Labeled-object pointing items
####
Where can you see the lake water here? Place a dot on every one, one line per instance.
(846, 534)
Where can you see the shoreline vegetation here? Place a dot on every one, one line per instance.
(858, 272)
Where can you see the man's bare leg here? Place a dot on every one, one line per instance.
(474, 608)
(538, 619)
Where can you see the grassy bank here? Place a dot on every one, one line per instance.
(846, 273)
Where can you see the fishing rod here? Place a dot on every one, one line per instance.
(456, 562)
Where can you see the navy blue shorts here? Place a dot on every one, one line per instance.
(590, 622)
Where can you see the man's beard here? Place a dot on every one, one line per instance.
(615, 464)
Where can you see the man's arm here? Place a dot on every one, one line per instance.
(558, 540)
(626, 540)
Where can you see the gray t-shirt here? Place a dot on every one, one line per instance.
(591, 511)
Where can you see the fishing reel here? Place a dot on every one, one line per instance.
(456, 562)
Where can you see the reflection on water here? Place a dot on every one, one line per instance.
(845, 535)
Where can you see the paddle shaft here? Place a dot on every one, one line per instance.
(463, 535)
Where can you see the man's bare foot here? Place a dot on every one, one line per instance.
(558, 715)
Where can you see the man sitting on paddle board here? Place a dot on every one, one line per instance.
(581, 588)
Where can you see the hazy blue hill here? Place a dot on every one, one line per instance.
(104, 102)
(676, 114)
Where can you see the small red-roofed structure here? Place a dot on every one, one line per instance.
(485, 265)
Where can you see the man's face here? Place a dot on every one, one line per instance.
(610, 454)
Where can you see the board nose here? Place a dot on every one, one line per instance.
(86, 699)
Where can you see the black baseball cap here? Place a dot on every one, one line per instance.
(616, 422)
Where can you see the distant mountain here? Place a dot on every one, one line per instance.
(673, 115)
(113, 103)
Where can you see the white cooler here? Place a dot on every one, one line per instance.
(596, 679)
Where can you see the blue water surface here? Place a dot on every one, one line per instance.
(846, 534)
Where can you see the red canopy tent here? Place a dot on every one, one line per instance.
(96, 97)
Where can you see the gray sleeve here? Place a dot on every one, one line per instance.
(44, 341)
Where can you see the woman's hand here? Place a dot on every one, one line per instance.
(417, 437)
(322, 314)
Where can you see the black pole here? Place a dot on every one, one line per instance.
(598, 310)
####
* [Task instructions]: Update the items from the line containing "Where can you see the white" through the end of the items, changing "dot" to "marker" and keeping everything else the same.

* [Exercise answer]:
Where can you see the white cooler here? Place a marker on every one, one line per instance.
(596, 679)
Where can you see the blue water surface here? Place a marker on every one, one line per instance.
(846, 534)
Where can you see the red canopy tent here? Place a marker on every one, one line per instance.
(96, 97)
Where can you see the gray sleeve here? Place a marker on every one, one line per instance.
(44, 341)
Where can you see the woman's hand here? Place a marker on every one, one line per instance.
(417, 437)
(322, 314)
Where can you see the black pole here? Place a marker on every one, one line per instance.
(598, 310)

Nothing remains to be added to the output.